[begin SELECTED PASSAGE]

Degassing of Dough Pieces During Sheeting

Susanna S.J. Leong, Grant M. Campbell

Research output: Chapter in Book/Report/Conference proceedingChapterpeer-review

6 Citations (Scopus)

Abstract

The change in the density distribution within dough pieces as a result of sheeting was investigated. Doughs were prepared from both weak and strong flours to different gas contents and sheeted between counter-rotating rolls set at different roll gaps. The density profile across the resulting oval of dough was measured, both for unyeasted doughs mixed at atmospheric pressure and at 1 bar positive pressure and allowed to rest for 10 minutes, and for yeasted doughs mixed at atmospheric pressure and sheeted immediately ex-mixer. For the unyeasted doughs the average gas content decreased following sheeting. The decrease was not uniform across the sheeted dough piece, but was least in the middle and greatest at the front edge and at the sides. The extent of degassing of the trailing edge of the dough piece depended strongly on sheeting conditions and on the initial gas content. At low roll gaps or high initial gas contents the trailing edge degassed very little, and in some cases the gas content of the trailing edge actually increased. Similar trends were seen for the yeasted doughs. The results demonstrate that sheeting causes degassing of doughs and also causes a redistribution of gas, such that the resulting gas content is not uniform across the sheeted dough piece.

[end SELECTED PASSAGE]

### GOAL
Change the passage of the dough degassing page starting at "Degassing of Dough Pieces" and ending at "6 Citations (Scopus)", writing "References" wherever "Citations" appears. Work only from the text above and consult no other source.

[begin DATA LINES]

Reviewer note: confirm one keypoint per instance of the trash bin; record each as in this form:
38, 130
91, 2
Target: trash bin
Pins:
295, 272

[end DATA LINES]

### TASK OUTPUT
Degassing of Dough Pieces During Sheeting

Susanna S.J. Leong, Grant M. Campbell

Research output: Chapter in Book/Report/Conference proceedingChapterpeer-review

6 References (Scopus)